# start of PASSAGE GIVEN
Vector of a particle moving in space help

[zorro]

Homework Statement

The position vector of a particle moving in space is given by
$$\vec{r}$$=$$(1+cos2wt)$$$$\hat{i}$$ $$+$$ $$3sin^{2}wt$$$$\hat{j}$$$$+$$$$3t$$$$\hat{k}$$
in the ground frame. All the units are in SI. Find the position vector and amplitude of the particle in a frame S moving along the positive z-axis with a velocity 3m/s. Is the line of S.H.M. of the particle parallel to $$4/5$$$$\hat{i}-3/5$$$$\hat{j}$$?

Attempt:

The P.V. of the frame S at any time t is 3t $$\hat{k}$$.
From this we can find out the P.V. of the particle w.r.t. the frame S.

I differentiated it w.r.t. time to find out the velocity vector and found Vmax, which is 5w.
Vmax=Aw
so A=5m

Unfortunately, I got both of them incorrect :/

 

[ehild]

Is it the formula?

$$\vec {r}=(1+\cos(2\omega t)\hat {i }+3\sin^2(\omega t)\hat {j}+3t\hat{k}$$,

(click on it and see the Latex code).

How did you get the result vmax=5w?

The amplitude can be found without the velocity. Find the direction of the SHM and write it along this direction as A(cos2wt)*(unit vector). ehild

 

[zorro]

Correction- The component of the P.V. along x-axis is 1+2cos2wt.
First I found out the velocity, then differentiated it to find the condition of Vmax and got wt = pi/4 (one of the solutions)
Subsitituting the value of wt in the equation for velocity, I found out the magnitude of Vmax as 5w.

How to find out the direction of SHM?

 

[ehild]

The velocity is a vector. Only the magnitude of a vector has maximum or minimum.
# end of PASSAGE GIVEN
# start of MATERIAL FOR THIS TASK
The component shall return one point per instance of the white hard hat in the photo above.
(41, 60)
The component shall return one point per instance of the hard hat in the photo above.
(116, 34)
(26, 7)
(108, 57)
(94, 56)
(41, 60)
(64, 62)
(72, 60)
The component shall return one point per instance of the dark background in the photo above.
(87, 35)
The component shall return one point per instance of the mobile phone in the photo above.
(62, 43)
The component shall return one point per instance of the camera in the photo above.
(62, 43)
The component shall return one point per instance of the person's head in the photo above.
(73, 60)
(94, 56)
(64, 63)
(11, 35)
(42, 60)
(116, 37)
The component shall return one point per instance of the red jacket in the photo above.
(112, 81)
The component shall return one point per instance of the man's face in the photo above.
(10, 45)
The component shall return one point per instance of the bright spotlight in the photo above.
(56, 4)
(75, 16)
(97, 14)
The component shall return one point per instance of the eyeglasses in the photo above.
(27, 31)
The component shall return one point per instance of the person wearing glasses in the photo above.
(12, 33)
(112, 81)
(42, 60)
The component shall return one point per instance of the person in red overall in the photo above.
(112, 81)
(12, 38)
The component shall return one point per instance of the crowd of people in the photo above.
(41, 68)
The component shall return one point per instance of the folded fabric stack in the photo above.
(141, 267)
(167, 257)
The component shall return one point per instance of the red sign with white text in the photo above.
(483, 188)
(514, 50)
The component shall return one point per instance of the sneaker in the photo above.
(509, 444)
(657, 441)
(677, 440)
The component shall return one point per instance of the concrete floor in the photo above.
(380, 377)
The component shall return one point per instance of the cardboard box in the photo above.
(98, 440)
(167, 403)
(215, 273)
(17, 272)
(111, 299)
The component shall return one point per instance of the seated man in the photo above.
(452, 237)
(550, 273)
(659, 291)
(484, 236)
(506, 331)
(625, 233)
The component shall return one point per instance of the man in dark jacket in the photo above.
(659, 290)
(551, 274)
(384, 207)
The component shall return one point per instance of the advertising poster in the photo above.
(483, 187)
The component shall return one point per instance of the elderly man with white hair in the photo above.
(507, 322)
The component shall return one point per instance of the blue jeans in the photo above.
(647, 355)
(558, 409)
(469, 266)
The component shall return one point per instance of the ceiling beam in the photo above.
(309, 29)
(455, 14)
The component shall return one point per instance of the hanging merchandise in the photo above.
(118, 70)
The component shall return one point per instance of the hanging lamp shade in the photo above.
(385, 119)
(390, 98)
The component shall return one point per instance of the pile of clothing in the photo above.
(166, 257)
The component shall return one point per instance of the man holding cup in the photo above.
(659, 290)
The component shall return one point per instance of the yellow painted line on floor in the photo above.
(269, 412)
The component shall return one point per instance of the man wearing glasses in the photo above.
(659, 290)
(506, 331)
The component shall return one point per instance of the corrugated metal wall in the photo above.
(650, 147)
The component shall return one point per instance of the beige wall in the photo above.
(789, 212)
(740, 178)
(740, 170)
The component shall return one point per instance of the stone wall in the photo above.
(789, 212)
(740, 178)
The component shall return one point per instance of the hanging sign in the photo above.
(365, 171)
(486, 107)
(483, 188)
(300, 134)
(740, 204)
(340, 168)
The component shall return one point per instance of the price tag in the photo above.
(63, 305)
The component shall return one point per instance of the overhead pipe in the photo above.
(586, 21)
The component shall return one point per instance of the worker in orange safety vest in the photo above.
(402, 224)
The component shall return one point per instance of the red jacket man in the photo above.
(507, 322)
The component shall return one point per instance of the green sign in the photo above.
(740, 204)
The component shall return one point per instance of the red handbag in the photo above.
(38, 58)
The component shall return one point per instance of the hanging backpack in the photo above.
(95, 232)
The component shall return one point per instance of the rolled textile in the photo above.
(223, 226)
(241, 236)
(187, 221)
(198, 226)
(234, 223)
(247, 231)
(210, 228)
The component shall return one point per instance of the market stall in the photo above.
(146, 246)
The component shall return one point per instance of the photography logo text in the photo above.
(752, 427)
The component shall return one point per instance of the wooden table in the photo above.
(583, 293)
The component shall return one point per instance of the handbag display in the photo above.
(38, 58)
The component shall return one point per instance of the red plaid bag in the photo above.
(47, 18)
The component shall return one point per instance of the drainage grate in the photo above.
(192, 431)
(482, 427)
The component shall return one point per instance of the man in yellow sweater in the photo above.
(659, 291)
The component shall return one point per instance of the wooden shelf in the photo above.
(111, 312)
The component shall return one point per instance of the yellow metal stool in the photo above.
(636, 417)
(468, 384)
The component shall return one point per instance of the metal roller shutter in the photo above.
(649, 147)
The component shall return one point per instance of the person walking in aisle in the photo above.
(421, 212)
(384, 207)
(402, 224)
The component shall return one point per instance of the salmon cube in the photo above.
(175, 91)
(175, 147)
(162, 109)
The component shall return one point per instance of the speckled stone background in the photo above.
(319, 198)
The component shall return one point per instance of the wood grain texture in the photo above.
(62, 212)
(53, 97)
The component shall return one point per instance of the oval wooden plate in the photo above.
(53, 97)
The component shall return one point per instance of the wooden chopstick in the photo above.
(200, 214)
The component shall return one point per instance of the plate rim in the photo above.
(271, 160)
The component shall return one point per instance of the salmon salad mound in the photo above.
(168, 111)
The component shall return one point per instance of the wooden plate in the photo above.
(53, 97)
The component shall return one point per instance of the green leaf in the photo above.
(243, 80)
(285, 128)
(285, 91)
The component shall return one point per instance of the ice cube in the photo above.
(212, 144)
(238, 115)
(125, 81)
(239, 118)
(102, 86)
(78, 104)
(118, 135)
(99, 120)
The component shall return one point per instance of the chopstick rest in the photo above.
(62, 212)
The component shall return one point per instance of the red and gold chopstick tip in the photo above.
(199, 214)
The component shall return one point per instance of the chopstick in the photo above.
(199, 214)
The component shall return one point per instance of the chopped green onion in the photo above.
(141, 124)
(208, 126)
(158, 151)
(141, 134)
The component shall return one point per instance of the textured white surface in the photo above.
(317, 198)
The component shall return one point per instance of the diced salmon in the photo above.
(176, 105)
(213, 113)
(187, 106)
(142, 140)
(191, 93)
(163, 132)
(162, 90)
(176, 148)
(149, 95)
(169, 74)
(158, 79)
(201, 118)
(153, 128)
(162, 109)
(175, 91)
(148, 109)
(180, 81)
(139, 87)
# end of MATERIAL FOR THIS TASK
### EXERCISE TASKS
1/ Repeat the forum thread about the moving particle's position vector word for word, from "First I found" to "direction of SHM?".
2/ How many lines in the listing contain the string "green"? Case matters. Reply with the number only.

### ANSWERS
1/
First I found out the velocity, then differentiated it to find the condition of Vmax and got wt = pi/4 (one of the solutions)
Subsitituting the value of wt in the equation for velocity, I found out the magnitude of Vmax as 5w.

How to find out the direction of SHM?

2/ 3